─── SELECTED PASSAGE ───

2010 Conger–Albert Lea tornado
- The tornado seen north of Albert Lea.

Meteorological history
- Formed: June 17, 2010, 6:33 p.m. CDT (UTC−05:00)
- Dissipated: June 17, 2010, 7:15 p.m. CDT (UTC−05:00)
- Duration: 42 minutes

EF4 tornado
- on the Enhanced Fujita scale
- Max width: 1,760 yards (1.00 mi; 1.61 km)
- Path length: 16.91 miles (27.21 km)
- Highest winds: 175 mph (282 km/h)

Overall effects
- Fatalities: 1
- Injuries: 14
- Damage: ~$13.5 million (2011 USD)
- Areas affected: Freeborn County, Minnesota
- Part of the June 2010 Northern Plains tornado outbreak and Tornadoes of 2010

= 2010 Conger–Albert Lea tornado =

2010 EF4 tornado in Minnesota

In the evening hours of June 17, 2010, a large and powerful multi-vortex tornado moved across Freeborn County, located in the state of Minnesota. The tornado destroyed several buildings and farmsteads; one person was killed with fourteen others sustaining injuries to varying degrees. The tornado was one of four EF4-rated tornadoes to touch down on June 17, all of which occurred as part of the June 2010 Northern Plains tornado outbreak.

The tornado first touched down near Mansfield, moving in an easterly direction as it moved north of Conger. The tornado then moved through areas near Manchester, before dissipating several minutes later. The tornado was on the ground for 21 mi, and received an EF4 rating after a damage survey was conducted.

== Meteorological synopsis ==

On June 16, 2010, an upper-level area of low pressure and associated trough moved southeastward across the Rocky Mountains into the Great Plains. Along the base of the trough, the presence of a strong mid-level jet stream provided significant instability; however, warm-air aloft was expected to limit the extent of convective development. Moderate to strong deep layer wind shear along with steep lapse rates would allow for the development of supercell thunderstorms with large hail (greater than 2 in in diameter). In light of this, the Storm Prediction Center issued a slight-risk of severe weather for portions of Colorado, Montana, Nebraska, North Dakota, South Dakota and Wyoming.

The Storm Prediction Center issued a moderate risk of severe weather for June 17, 2010, citing a 10% threat for tornadoes, 45% threat for large hail and 45% threat for damaging wind, initially thinking tornadoes would quickly reform into a straight-line wind event. The moderate risk area extended from around Fargo, North Dakota, to Des Moines, Iowa, and Omaha, Nebraska, including the Twin Cities area, with a slight risk area extending across the Upper Midwest. Surface dew points reached the low 70s °F (low 20s °C) with surface temperatures well into 80s °F (near 30 °C) across Minnesota. Surface-based CAPE values were forecast to reach 2000–3000 J/kg.

───

TASK PROMPT.
Print the text of the tornado article between "Meteorological history" and "miles (27.21 km)", inclusive. The items that come next are not required.

─── GIVEN ENTRIES ───

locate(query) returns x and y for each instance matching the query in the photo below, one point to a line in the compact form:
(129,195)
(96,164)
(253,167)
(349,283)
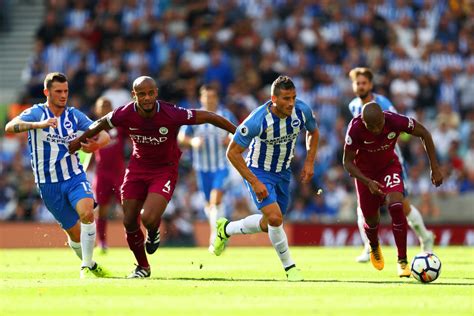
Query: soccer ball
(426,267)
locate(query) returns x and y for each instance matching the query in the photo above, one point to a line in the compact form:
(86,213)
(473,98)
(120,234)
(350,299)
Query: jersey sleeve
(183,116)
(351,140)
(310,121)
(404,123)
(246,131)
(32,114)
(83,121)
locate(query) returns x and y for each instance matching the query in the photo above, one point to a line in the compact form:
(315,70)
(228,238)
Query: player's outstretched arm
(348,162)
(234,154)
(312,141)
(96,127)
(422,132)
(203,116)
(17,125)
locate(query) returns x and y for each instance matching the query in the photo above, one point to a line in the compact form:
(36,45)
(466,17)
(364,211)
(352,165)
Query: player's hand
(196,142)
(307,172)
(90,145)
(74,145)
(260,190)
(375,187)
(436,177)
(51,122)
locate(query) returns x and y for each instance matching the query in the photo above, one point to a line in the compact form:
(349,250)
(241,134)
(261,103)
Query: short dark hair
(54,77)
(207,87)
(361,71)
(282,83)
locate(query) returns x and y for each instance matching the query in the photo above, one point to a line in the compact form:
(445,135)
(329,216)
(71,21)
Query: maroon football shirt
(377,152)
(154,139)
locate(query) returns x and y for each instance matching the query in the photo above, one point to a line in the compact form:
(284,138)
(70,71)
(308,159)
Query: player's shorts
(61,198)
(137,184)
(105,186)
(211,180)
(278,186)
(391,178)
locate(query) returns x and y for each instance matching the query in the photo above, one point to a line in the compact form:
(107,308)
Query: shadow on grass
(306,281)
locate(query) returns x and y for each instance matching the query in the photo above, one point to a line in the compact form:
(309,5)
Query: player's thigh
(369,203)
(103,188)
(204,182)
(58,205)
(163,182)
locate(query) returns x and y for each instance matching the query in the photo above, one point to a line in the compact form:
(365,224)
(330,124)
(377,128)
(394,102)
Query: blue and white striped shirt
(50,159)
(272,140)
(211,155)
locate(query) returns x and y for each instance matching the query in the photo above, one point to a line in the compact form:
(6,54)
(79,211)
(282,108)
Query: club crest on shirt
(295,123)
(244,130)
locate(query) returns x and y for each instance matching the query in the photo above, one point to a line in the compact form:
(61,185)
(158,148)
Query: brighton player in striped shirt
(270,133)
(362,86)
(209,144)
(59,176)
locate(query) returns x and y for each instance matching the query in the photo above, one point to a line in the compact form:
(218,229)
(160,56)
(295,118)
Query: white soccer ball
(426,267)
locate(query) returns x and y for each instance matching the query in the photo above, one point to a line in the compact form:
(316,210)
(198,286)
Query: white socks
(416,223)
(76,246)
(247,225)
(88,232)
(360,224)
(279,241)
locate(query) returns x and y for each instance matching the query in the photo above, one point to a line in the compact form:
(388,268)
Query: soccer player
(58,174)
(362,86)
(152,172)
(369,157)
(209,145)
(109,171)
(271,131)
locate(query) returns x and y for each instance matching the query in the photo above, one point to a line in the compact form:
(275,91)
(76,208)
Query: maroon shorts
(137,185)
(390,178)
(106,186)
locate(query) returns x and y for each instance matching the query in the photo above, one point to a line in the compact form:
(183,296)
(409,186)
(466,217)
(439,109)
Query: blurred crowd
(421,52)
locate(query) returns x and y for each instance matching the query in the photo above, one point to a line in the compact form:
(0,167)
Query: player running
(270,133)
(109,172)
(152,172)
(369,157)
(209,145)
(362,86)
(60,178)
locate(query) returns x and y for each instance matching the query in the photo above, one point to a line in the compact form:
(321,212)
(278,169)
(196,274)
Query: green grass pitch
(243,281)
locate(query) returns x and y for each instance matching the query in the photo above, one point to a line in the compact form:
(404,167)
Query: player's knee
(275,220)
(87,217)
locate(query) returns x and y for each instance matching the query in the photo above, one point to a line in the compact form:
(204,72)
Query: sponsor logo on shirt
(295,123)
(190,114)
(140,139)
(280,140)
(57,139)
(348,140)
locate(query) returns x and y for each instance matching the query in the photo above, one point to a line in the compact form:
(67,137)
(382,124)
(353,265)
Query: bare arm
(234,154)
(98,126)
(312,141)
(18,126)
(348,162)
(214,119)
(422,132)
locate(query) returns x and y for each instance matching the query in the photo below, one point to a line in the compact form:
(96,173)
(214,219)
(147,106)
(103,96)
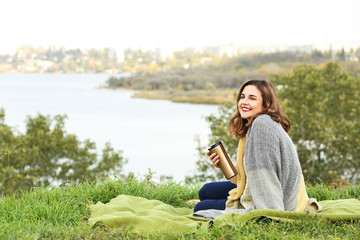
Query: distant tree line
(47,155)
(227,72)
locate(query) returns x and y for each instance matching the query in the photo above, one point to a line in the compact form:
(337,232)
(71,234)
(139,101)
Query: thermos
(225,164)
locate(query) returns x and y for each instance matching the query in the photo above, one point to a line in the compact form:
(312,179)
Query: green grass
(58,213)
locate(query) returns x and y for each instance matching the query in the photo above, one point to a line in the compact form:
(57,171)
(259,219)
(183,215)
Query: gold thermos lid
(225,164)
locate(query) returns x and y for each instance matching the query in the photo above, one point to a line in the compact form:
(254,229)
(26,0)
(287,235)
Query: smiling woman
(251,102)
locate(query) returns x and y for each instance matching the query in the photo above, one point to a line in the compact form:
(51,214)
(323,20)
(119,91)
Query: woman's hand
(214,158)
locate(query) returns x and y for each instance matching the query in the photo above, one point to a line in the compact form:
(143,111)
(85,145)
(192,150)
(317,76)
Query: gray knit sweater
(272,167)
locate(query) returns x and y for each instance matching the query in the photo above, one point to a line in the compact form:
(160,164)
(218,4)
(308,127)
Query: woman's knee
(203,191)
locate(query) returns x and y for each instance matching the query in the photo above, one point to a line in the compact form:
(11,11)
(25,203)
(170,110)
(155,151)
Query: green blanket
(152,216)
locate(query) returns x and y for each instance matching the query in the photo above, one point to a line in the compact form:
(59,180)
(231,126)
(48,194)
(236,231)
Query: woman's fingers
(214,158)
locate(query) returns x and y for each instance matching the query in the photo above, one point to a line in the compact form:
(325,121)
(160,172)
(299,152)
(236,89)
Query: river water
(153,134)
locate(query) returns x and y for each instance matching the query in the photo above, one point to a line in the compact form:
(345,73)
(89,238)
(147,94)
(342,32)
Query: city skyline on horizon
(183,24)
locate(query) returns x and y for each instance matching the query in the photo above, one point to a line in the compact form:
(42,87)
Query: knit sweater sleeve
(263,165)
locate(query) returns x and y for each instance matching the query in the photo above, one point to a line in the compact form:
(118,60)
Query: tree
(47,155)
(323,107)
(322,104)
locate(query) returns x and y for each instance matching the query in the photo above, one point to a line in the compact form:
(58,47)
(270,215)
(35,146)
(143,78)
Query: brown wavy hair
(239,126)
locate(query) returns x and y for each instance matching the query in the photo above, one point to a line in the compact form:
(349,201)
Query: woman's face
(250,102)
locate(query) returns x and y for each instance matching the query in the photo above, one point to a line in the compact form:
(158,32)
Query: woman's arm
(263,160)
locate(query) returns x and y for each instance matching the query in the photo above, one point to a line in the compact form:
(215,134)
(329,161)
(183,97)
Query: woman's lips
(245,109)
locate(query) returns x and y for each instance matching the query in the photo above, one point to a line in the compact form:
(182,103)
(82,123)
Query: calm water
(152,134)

───
─── GIVEN ENTRIES ───

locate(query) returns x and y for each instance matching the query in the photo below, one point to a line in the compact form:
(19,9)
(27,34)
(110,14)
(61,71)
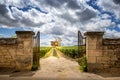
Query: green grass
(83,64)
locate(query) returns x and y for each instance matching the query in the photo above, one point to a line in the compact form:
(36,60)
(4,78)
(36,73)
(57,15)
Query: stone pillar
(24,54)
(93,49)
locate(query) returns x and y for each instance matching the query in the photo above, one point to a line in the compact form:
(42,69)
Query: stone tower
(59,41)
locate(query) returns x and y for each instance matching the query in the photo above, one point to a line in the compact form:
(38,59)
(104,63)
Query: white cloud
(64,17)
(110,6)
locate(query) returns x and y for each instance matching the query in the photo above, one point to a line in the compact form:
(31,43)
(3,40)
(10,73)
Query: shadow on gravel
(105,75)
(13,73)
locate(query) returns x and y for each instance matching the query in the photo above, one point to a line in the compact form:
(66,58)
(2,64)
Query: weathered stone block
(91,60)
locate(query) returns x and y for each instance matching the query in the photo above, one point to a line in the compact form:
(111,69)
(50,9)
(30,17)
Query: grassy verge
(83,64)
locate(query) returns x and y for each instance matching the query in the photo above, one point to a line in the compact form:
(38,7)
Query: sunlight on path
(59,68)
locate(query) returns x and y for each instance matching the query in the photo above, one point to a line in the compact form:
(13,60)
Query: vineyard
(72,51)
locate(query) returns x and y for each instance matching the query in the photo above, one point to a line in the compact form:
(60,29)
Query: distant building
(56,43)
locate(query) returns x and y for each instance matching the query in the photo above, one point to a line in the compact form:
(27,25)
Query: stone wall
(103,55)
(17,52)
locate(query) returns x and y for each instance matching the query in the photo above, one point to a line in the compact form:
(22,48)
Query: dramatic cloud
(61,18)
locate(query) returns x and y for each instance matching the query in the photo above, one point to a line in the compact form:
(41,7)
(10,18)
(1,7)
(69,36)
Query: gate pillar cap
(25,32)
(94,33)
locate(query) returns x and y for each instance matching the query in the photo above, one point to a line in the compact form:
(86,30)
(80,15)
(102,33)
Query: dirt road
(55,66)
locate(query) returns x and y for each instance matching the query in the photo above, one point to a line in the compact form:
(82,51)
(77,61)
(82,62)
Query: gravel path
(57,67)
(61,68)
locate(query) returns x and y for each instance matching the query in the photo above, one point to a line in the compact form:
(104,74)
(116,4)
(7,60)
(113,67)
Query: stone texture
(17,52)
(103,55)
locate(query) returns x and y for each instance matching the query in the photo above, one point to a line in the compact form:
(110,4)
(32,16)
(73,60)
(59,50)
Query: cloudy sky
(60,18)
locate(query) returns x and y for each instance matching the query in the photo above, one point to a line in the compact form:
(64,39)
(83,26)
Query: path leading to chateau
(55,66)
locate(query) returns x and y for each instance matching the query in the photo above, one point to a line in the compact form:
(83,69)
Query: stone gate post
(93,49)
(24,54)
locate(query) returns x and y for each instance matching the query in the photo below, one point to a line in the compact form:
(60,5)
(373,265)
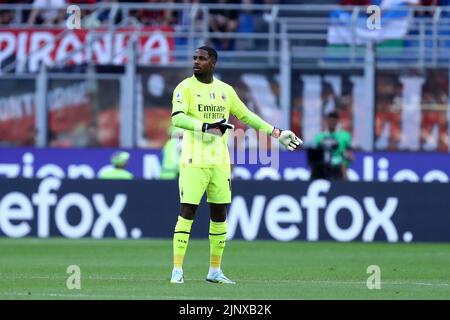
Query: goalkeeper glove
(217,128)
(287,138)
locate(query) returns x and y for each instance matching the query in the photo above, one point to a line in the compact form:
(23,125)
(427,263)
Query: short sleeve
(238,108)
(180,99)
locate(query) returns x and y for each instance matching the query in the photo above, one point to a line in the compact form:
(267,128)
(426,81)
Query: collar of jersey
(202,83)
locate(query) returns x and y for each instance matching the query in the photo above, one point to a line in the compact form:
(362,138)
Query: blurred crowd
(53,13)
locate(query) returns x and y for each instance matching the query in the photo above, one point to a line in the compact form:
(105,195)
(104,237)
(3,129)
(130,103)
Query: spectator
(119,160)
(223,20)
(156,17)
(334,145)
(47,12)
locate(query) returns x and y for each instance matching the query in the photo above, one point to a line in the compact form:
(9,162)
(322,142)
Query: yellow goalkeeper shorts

───

TASK SOLUTION.
Meteorological history
- Formed: June 17, 2010, 6:33 p.m. CDT (UTC−05:00)
- Dissipated: June 17, 2010, 7:15 p.m. CDT (UTC−05:00)
- Duration: 42 minutes

EF4 tornado
- on the Enhanced Fujita scale
- Max width: 1,760 yards (1.00 mi; 1.61 km)
- Path length: 16.91 miles (27.21 km)